**RAW RECORDS**
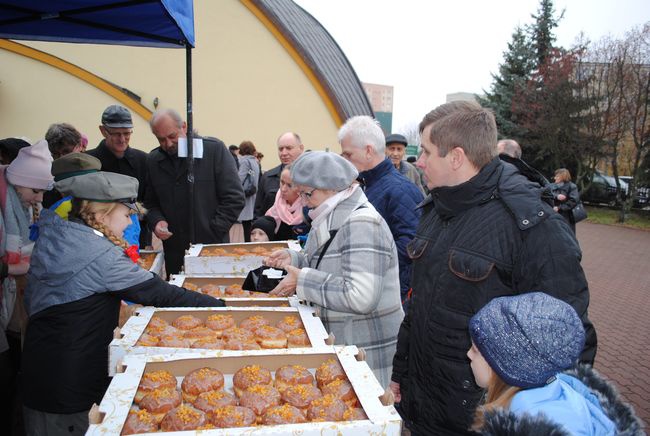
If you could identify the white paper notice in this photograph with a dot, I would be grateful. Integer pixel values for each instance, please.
(197, 150)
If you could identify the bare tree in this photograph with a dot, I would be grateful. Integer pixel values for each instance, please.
(636, 93)
(606, 121)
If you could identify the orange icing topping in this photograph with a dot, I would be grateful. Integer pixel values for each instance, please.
(285, 411)
(259, 389)
(187, 414)
(144, 416)
(158, 376)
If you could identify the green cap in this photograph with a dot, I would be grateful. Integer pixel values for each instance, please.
(74, 164)
(101, 186)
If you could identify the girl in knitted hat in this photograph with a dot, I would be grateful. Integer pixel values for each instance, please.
(522, 347)
(80, 271)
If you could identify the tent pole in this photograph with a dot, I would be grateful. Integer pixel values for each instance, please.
(190, 142)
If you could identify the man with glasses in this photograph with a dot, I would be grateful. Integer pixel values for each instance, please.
(289, 148)
(62, 139)
(391, 193)
(117, 156)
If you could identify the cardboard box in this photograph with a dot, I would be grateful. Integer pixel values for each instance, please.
(125, 339)
(109, 416)
(154, 261)
(224, 281)
(237, 259)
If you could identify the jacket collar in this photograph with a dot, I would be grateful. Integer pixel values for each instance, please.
(521, 196)
(168, 163)
(371, 176)
(275, 171)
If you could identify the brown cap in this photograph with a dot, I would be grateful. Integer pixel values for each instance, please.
(74, 164)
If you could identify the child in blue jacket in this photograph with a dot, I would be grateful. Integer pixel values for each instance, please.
(520, 347)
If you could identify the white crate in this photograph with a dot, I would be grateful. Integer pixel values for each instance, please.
(383, 419)
(125, 338)
(196, 264)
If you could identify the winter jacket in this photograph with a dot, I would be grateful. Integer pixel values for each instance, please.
(581, 402)
(75, 283)
(133, 163)
(356, 284)
(565, 207)
(248, 164)
(268, 187)
(218, 198)
(488, 237)
(396, 199)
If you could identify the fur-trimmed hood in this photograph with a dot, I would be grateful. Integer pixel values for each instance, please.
(506, 423)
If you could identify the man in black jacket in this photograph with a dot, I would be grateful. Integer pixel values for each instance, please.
(289, 148)
(484, 233)
(117, 156)
(218, 193)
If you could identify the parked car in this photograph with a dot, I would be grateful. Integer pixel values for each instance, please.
(603, 189)
(642, 192)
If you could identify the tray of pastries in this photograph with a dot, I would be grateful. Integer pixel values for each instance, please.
(228, 288)
(180, 330)
(233, 259)
(153, 261)
(304, 392)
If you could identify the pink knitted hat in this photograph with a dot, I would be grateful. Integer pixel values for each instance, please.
(32, 168)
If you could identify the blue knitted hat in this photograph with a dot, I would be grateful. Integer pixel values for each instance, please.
(529, 338)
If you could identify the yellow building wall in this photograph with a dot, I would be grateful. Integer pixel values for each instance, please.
(246, 86)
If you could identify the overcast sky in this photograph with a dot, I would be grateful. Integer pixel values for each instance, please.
(427, 49)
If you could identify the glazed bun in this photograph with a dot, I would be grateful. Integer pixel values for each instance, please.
(183, 417)
(139, 422)
(285, 414)
(153, 380)
(250, 375)
(199, 381)
(233, 416)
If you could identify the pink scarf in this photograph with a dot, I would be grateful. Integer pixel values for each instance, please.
(284, 212)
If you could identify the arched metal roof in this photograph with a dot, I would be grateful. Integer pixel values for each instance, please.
(321, 54)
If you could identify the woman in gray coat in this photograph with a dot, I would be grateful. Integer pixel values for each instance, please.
(349, 265)
(249, 175)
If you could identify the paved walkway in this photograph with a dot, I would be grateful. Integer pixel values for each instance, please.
(617, 264)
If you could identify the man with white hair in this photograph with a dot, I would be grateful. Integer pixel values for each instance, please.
(393, 195)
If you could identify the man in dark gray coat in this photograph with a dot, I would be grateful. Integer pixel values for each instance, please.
(485, 232)
(218, 194)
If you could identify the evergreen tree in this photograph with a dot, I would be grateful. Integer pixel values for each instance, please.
(541, 32)
(514, 73)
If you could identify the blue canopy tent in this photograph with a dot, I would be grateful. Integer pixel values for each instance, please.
(148, 23)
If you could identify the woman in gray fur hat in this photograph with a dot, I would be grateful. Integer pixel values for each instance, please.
(524, 353)
(349, 265)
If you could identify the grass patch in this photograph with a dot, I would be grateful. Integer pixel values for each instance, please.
(601, 215)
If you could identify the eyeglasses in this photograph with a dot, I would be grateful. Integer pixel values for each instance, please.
(306, 194)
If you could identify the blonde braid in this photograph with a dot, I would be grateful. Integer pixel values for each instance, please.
(91, 221)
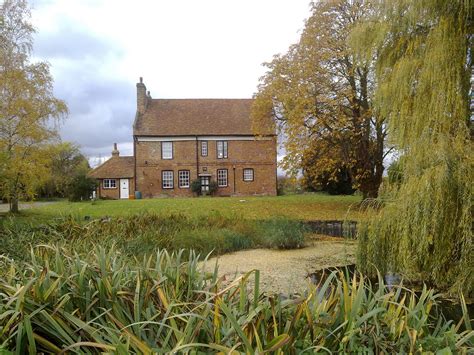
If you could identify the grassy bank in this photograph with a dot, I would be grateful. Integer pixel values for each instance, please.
(300, 207)
(104, 302)
(145, 233)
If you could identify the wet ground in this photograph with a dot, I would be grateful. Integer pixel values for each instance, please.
(287, 271)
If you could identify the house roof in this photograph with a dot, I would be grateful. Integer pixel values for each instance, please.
(189, 117)
(114, 168)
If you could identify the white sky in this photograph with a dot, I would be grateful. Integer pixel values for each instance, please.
(183, 49)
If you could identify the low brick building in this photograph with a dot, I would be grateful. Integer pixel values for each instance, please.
(115, 177)
(177, 141)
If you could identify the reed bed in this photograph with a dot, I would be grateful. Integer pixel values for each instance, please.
(60, 301)
(144, 233)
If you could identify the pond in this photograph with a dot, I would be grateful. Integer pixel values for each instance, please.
(451, 309)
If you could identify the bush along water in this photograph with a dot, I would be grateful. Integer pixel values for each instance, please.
(104, 302)
(144, 233)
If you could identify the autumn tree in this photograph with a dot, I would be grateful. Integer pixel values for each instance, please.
(320, 96)
(28, 110)
(424, 65)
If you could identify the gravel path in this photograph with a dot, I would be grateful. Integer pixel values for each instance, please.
(4, 207)
(286, 271)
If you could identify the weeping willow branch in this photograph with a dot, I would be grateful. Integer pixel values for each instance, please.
(423, 74)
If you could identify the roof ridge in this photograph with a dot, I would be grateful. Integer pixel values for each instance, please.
(205, 98)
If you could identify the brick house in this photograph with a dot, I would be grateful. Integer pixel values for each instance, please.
(179, 140)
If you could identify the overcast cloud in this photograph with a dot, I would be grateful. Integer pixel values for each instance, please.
(184, 49)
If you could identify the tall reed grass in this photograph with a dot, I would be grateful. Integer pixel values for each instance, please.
(141, 234)
(102, 301)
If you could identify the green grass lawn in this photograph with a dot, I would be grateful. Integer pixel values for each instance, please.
(300, 207)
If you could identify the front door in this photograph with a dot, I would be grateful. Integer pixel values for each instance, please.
(124, 188)
(205, 184)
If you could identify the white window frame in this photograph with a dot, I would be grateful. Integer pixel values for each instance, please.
(107, 183)
(204, 148)
(221, 175)
(168, 181)
(222, 149)
(184, 179)
(168, 151)
(246, 177)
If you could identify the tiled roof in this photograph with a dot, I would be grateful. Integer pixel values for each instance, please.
(186, 117)
(115, 167)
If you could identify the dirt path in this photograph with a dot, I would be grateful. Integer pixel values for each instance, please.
(286, 271)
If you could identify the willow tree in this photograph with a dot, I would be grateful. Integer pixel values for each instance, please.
(320, 98)
(424, 66)
(28, 108)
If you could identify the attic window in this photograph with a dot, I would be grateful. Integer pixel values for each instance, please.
(109, 184)
(166, 150)
(204, 148)
(221, 149)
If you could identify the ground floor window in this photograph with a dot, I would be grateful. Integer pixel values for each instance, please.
(167, 179)
(183, 178)
(110, 184)
(222, 178)
(248, 174)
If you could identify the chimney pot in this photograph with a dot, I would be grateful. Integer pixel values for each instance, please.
(115, 152)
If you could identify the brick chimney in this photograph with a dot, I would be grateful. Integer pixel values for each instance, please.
(115, 152)
(141, 97)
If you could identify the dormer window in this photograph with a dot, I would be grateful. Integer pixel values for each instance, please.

**PROBLEM DESCRIPTION**
Rewrite the lines from the one containing "If you could identify the tall" through the last line, changing "tiled roof" to "slate roof" and leaving everything else as it is. Provide only those lines.

**OUTPUT OF THE TASK**
If you could identify the tall reed grass in this photograph with a dot, I would be grateful. Integer pixel values for each instance, please.
(141, 234)
(102, 301)
If you could identify the green grass lawn in this photograph with a dot, I would be grateful. Integer pixel values for each instance, please.
(300, 207)
If you could identify the front door in this photograph with a dot, I would be grateful. Integer pixel values for each instance, please.
(124, 188)
(205, 184)
If you could identify the white window frame in this photograph with a dot, I would be grateful. Integer pixel values for each instance, please.
(107, 183)
(204, 148)
(221, 175)
(168, 181)
(222, 149)
(184, 179)
(168, 151)
(246, 177)
If you could identify the slate roof in this photograph with a dot, I would be grateful. Integer pixel values for each instance, please.
(186, 117)
(115, 167)
If you could identify the dirt path in this photograph with a dot, I would be grateful. Integer pixel values for each instance, please.
(286, 271)
If you could identify the willow tree in this photograph with a dot, I would be grateful. Integer pixel values for each instance, please.
(320, 98)
(424, 66)
(28, 108)
If you could identify the attic window in this photograph with a dot, I would be grateful. Integer pixel values for each instance, please.
(109, 184)
(166, 150)
(204, 148)
(221, 149)
If you could identify the ground floor window in this photograph with a dot, I would be grateful. Integer pixel values for each instance, please.
(167, 179)
(183, 178)
(110, 184)
(222, 178)
(248, 174)
If you could identify the chimney pot in this photograph with a dot, I would be grateful. Integer pixel values for each instance, please.
(115, 152)
If you could identify the brick chimney in this photograph with a dot, I would be grateful. Integer pixel values for each instance, please.
(115, 152)
(141, 97)
If you could identify the dormer window in this photograph with a dot, I would be grateful. Integer pixel values for each instance, please.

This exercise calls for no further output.